Comparing Corporations, LLCs, and Partnerships
The most common forms of business enterprises in use in the United States are the sole proprietorship, general partnership, limited liability company (LLC), and corporation. Each form has advantages and disadvantages in complexity, ease of setup, cost, liability protection, periodic reporting requirements, operating complexity, and taxation. Also, some business forms have subclasses, such as the C corporation, S corporation, and professional corporation. Choosing the right business form requires a delicate balancing of competing considerations.
The term corporation comes from the Latin corpus, which means body. Historically, in England the term corporation was also used for the local government body in charge of a borough. A corporation is a legal person in the eyes of the law. It can bring lawsuits, can buy and sell property, contract, be taxed, and even commit crimes.
Its most notable feature: a corporation protects its owners from personal liability for corporate debts and obligations within limits.
A corporation has perpetual life. When shareholders pass on or leave a corporation, they can transfer their shares to others who can continue a corporation’s business. A corporation is owned by its shareholders, managed by its board of directors, and in most cases operated by its officers. The shareholders elect the directors, who in turn appoint the corporate officers. In small corporations, the same person may serve multiple roles shareholder, director, and officer.
Corporations are ideal vehicles for raising investment capital. A corporation seeking to raise capital need only sell shares of its stock. The purchasing shareholders pay cash or property for their stock, and they then become part owners in the corporation. Of course, the sale of corporate stock is heavily regulated by the U.S. Securities and Exchange Commission and by state securities laws.
A corporation’s shareholders, directors, officers, and managers must observe particular formalities in a corporation’s operation and administration. For example, decisions regarding a corporation’s management must often be made by formal vote and must be recorded in the corporate minutes. Meetings of shareholders and directors must be properly noticed and must meet quorum requirements. Finally, corporations must meet annual reporting requirements in their state of incorporation and in states where they do significant business.
Advantages of the Corporation* Owners are protected from personal liability for company debts and obligations.
* Corporations have a reliable body of legal precedent to guide owners and managers.
* Corporations are the best vehicle for eventual public companies.
* Corporations can more easily raise capital through the sale of securities.
* Corporations can easily transfer ownership through the transfer of securities.

------------------------------------

Please continue the passage above on business forms, picking up right after its final sentence.

EXCERPTED DATA>
------------------------------------

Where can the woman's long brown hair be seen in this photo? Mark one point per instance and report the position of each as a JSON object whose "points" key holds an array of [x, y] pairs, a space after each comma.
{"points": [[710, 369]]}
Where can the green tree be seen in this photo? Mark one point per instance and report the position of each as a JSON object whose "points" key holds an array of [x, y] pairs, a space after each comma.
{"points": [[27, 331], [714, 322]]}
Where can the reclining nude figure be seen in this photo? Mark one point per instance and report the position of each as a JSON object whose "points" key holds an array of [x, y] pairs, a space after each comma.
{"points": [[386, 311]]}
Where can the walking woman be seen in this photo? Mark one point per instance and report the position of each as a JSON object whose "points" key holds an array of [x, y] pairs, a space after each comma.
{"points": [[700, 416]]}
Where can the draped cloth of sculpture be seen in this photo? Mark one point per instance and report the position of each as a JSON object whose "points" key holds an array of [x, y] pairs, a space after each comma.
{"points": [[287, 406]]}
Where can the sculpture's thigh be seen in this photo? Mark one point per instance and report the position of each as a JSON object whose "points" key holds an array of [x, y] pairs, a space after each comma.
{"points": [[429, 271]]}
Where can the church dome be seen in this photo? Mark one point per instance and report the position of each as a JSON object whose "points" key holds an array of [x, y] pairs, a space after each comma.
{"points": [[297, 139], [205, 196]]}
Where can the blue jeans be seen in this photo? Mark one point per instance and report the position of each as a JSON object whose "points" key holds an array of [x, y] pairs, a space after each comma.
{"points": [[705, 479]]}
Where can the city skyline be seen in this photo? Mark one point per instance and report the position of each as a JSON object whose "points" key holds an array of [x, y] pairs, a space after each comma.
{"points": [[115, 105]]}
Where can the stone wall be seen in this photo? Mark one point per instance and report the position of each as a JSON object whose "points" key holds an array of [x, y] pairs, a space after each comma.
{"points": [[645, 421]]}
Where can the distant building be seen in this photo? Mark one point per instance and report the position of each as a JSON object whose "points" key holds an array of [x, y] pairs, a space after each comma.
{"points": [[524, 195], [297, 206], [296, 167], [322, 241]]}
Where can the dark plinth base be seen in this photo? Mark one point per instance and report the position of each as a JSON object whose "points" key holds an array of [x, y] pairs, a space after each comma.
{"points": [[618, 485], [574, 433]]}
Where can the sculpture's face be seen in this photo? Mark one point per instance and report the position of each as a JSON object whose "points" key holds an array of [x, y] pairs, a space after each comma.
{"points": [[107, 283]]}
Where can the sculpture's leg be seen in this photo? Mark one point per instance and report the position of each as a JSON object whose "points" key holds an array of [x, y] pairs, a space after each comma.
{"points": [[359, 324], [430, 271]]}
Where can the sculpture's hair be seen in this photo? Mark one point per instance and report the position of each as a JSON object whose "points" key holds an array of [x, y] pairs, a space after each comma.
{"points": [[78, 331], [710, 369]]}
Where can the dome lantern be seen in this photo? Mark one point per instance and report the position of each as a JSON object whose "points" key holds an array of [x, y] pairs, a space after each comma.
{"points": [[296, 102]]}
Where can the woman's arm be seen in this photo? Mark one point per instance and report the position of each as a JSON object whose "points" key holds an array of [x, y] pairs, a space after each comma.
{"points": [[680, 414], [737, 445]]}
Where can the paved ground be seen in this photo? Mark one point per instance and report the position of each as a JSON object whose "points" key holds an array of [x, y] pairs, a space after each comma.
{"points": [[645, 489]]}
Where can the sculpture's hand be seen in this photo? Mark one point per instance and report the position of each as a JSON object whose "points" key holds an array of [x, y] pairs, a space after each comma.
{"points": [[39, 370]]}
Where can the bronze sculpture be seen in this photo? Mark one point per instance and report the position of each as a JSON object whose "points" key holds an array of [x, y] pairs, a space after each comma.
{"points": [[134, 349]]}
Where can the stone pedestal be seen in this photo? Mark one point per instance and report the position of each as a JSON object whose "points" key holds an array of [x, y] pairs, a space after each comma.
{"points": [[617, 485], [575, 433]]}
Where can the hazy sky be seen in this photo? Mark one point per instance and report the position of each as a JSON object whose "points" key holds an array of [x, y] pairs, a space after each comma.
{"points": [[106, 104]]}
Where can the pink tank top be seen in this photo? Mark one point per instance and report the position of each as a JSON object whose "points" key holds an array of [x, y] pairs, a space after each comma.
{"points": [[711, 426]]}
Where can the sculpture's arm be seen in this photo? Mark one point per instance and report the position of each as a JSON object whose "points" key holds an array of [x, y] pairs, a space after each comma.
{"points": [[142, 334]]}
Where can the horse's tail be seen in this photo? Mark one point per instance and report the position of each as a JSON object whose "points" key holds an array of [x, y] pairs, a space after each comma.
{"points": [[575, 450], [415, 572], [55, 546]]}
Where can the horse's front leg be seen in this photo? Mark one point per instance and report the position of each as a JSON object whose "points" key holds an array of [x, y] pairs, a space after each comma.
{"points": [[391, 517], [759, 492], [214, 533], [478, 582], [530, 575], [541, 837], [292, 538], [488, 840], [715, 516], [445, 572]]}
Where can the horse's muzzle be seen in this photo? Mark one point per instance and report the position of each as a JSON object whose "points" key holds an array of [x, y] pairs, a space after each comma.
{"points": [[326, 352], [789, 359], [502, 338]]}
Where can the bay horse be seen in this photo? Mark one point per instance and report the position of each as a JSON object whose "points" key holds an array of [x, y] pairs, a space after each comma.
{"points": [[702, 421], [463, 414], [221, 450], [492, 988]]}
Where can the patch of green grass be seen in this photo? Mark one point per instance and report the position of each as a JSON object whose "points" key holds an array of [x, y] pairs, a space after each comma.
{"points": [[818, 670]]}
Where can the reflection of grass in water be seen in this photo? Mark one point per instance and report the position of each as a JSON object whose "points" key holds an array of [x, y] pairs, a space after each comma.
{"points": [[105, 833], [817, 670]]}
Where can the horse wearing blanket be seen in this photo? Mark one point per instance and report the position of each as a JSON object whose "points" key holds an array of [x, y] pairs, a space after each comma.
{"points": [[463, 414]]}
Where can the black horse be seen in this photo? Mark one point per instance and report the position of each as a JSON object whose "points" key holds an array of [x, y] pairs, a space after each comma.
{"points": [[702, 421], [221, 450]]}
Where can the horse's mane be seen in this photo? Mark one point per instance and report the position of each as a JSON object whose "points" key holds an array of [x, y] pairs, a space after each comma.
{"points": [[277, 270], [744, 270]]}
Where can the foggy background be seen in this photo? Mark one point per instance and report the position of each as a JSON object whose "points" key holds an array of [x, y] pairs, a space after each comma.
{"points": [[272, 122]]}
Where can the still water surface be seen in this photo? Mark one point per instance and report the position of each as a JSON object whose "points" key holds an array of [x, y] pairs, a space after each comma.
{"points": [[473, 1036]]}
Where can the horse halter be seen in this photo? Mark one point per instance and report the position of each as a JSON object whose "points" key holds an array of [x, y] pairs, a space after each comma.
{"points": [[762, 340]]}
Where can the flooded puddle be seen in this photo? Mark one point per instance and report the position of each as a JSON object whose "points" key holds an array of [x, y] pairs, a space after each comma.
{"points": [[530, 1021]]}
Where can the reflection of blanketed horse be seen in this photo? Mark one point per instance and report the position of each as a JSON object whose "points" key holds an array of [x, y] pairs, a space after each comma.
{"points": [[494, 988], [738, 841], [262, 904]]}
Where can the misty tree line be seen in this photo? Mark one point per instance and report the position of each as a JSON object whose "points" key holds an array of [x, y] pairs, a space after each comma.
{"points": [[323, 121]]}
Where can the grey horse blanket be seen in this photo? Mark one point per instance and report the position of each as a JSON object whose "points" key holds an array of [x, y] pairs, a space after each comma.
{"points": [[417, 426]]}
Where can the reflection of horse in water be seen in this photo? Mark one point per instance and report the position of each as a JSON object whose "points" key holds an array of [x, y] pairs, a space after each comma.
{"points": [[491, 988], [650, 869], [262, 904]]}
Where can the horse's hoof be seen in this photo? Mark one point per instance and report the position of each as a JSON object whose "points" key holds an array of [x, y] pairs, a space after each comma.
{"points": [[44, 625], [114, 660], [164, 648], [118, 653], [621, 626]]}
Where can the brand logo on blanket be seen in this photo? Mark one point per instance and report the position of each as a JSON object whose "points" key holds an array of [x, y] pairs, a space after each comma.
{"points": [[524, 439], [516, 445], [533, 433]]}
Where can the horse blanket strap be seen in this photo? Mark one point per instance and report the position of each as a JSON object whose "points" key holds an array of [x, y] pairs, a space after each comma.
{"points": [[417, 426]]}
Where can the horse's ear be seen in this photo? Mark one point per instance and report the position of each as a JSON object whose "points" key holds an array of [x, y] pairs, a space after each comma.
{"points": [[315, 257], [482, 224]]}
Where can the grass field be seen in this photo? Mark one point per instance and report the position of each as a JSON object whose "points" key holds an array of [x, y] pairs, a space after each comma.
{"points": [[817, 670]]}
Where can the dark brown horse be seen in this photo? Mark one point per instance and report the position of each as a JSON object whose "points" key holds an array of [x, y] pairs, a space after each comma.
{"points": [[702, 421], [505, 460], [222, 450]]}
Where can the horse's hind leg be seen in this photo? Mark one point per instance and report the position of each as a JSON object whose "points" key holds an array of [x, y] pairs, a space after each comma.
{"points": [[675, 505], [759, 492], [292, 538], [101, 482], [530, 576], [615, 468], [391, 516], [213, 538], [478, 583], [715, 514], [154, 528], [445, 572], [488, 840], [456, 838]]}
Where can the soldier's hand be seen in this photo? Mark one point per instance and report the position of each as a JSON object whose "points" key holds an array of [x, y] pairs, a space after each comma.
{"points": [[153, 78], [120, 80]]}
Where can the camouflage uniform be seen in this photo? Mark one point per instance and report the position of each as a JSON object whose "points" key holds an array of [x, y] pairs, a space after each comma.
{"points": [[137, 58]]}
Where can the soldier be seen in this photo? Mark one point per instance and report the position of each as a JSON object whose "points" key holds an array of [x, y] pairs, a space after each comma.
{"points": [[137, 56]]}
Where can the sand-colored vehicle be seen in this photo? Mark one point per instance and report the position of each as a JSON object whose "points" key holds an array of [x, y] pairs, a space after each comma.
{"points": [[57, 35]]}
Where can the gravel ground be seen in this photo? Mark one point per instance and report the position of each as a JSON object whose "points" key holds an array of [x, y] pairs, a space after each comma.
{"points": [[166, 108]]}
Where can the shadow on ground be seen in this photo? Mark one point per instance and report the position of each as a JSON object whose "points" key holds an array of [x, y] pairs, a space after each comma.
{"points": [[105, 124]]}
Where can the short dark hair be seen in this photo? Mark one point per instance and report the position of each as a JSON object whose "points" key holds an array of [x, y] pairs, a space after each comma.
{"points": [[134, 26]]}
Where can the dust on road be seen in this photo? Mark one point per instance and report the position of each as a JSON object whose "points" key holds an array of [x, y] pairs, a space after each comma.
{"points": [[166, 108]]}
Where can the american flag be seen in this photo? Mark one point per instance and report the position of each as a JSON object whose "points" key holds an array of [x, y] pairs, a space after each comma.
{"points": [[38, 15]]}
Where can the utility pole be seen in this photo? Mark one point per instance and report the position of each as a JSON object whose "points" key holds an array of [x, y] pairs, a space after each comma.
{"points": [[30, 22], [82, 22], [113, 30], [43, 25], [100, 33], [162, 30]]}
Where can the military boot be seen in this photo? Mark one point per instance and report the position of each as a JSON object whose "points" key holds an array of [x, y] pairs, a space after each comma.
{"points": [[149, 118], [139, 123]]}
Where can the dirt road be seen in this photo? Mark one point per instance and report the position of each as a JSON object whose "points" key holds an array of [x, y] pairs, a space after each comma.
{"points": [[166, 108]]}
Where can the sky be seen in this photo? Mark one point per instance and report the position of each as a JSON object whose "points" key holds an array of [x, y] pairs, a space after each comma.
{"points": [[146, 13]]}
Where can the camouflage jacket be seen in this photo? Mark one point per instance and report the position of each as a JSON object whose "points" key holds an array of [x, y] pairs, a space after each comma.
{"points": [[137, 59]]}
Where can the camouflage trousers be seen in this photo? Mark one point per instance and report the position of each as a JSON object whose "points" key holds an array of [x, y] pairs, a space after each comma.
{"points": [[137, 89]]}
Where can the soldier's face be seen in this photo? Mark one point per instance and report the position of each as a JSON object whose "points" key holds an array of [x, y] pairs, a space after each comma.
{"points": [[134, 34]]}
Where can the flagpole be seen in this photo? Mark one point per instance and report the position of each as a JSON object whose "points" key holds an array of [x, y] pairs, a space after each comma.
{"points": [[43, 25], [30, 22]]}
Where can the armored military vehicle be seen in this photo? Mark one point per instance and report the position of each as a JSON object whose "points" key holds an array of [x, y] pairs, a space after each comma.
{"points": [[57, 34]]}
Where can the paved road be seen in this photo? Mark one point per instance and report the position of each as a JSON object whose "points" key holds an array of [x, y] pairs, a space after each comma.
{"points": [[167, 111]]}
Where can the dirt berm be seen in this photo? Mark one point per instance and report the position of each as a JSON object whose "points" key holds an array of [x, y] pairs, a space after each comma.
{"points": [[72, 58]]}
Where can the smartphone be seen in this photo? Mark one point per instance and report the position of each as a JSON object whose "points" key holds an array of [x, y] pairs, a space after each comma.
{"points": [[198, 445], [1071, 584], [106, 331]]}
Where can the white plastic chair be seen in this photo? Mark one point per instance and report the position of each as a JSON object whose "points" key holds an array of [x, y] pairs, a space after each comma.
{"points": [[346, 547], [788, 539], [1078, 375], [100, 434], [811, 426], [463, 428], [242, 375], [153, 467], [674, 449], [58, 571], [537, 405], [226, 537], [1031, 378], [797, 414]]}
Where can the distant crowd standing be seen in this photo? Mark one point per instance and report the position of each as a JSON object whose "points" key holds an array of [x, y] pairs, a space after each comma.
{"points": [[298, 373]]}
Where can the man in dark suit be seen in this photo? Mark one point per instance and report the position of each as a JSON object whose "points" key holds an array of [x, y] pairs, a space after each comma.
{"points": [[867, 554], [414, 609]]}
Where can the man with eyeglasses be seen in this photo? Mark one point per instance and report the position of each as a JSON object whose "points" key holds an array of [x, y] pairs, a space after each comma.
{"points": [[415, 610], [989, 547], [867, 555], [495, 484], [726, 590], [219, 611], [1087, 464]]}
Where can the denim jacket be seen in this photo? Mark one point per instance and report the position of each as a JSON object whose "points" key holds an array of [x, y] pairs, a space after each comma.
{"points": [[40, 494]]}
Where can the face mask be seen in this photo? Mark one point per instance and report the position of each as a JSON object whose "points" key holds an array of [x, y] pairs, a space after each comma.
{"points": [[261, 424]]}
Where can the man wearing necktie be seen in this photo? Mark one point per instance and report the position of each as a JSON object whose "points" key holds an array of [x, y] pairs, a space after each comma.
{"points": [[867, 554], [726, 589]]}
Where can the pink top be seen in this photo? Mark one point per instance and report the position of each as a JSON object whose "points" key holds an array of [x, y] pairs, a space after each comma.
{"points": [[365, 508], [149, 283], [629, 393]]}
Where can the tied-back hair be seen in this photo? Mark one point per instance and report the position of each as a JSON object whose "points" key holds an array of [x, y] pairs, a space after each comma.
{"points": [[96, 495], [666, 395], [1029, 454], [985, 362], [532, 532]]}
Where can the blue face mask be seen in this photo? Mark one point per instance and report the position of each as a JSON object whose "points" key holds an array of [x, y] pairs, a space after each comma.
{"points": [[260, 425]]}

------------------------------------

RESULT FOR THIS EXERCISE>
* Corporations can have an unlimited life.
* Corporations can create tax benefits under certain circumstances, but note that C corporations may be subject to ‘double taxation’ on profits.
Disadvantages of the Corporation
* Corporations require annual meetings and require owners and directors to observe certain formalities.
* Corporations are more expensive to set up than partnerships and sole proprietorships.
The Limited Liability Company (LLC)
The limited liability company (LLC) is America’s newest form of business organization. There is little historical precedent for LLCs. They are essentially creations of the state legislatures, although some commentators trace the origin of the LLC to a 19th century form of business organization called the partnership association, or limited partnership association. The great bulk of laws authorizing LLCs in the United States were passed in the 1980s and 1990s. Wyoming passed the first law authorizing the LLC in 1977. Florida followed in 1982. The watershed event in the rise of the LLC was a 1988 Internal Revenue Service ruling that recognized partnership tax treatment for LLCs. Within six years, 46 states authorized LLCs as a business form. By 1996, Vermont, the last state to recognize LLCs, had an LLC statute in place.
The LLC is often described as a hybrid business form. It combines the liability protection of a corporation with the tax treatment and ease of administration of a partnership. As the name suggests, it offers liability protection to its owners for company debts and liabilities.
LLC: Simplicity and Flexibility
While LLCs are essentially new creations of state legislatures, corporations are truly ancient and today’s corporate law still carries some unwanted baggage. The modern American corporation has antecedents that date to Roman times, inherited by us through English law. The basic principles of American corporate law have not changed significantly in centuries. Probably the single greatest disadvantage of the corporate form is the burdensome range of formalities that corporate managers must observe. A modern corporation’s heavy administrative burden is a remnant of the more traditional and formal legal system under which corporate law was cultivated.
The LLC changed all that. The LLC offers the liability protection benefits of the corporation without the corporation’s burdensome formalities. It is this simplicity that has made the LLC an instantly popular business form with businesspersons operating smaller companies.
LLC management can elect to be taxed either as partnerships or as corporations. LLCs can be managed like partnerships (a member-managed LLC) or like corporations (manager-managed LLC). LLCs can create a board of directors, and can have a president and officers just like a corporation. LLCs can choose to have periodic meetings of their membership, or they can choose to ignore such formalities altogether.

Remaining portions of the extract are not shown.